Economic development vs environmental preservation
AT FIRST, THE announcement was greeted with excitement: Marquette County had been selected as the site for a proposed vertical launch spaceport.
New jobs, mostly high tech, would be coming to the area–250 at the site itself, an estimated 2000 total because of the overall economic impact here.
Enthusiastic supporters included Congressman Jack Bergman, State Senator Ed McBroom, and State Representative Sara Cambensy.
But then doubts were raised and critics started speaking up. Petitions opposing and supporting the spaceport began circulating online.
“Our primary concern with the proposal is the new location,” says Carl Lindquist, the executive director of the Superior Watershed Alliance. “Originally the plan was to re-use the KI Sawyer location. That made some sense. But the Granot Loma area, a pristine wilderness, is just unacceptable. The impact would be devastating.”
........
EXERCISES TO COMPLETE
[a] In the spaceport text, how many new jobs were expected at the site itself?
[b] Extend the text about the proposed Marquette County spaceport, beginning after its final sentence.
........
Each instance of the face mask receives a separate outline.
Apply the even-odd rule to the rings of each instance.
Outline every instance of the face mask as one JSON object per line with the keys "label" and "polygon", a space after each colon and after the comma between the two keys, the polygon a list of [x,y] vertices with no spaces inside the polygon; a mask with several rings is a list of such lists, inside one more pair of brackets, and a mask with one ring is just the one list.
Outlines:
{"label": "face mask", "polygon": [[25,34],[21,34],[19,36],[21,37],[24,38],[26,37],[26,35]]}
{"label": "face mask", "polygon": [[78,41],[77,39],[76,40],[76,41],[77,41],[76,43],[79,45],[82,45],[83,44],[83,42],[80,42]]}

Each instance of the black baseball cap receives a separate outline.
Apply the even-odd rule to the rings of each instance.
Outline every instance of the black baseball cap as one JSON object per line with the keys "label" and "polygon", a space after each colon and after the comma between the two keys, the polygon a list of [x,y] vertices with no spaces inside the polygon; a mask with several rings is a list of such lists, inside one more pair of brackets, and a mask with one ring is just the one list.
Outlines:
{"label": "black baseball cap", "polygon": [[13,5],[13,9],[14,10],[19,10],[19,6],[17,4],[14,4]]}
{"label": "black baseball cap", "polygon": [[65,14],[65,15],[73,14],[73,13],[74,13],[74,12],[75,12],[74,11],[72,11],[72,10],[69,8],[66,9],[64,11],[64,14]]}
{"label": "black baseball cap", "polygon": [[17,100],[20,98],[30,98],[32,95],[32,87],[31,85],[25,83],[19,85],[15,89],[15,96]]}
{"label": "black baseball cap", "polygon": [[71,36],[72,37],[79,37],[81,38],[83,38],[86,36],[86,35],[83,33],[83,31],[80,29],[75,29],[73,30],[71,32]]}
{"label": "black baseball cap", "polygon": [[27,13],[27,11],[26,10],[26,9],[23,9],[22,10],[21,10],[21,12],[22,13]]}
........
EXERCISE RESULTS
[a] 250 jobs were expected at the site itself.

[b]
Gavin Brown, the executive director of the Michigan Aerospace Manufacturers Association (MAMA) which is sponsoring the spaceport initiative, says the KI Sawyer location was seriously considered but ultimately rejected.
“We didn’t want launches going over homes, schools, and hospitals,” he explains. “With this new site, the launches will be heading out over the lake.”
The proposed site is about 20 miles north of Marquette, directly on the Lake Superior shore. It’s approximately 2500 acres, the property currently of a single landowner.
“They’ll be cutting down a huge swath of timber and then paving it,” says Chip Truscon, an environmentalist who’s spent decades in governmental and medical planning. “It could create a new microclimate on the shore of Lake Superior. It would be a foolish move.”
Even Scott Erbisch, the County Administrator, a supporter of the project whose office pushed for locating the spaceport in Marquette County, concedes he has concerns.
“We thought Sawyer would have been the optimal site but they decided against it,” he says. “We are concerned about the environment and there will be an extensive environmental review process before anything is approved.”
Best guess is that the approval process will take three to four years, and the spaceport–which would actually be a consortium of private companies–wouldn’t go into operation until 2025. If it’s approved.
Brown, the MAMA executive director, says the criticisms and concerns are overblown.
“When some people think of a spaceport, they think of Cape Canaveral,” he says. “This will be nothing like that.”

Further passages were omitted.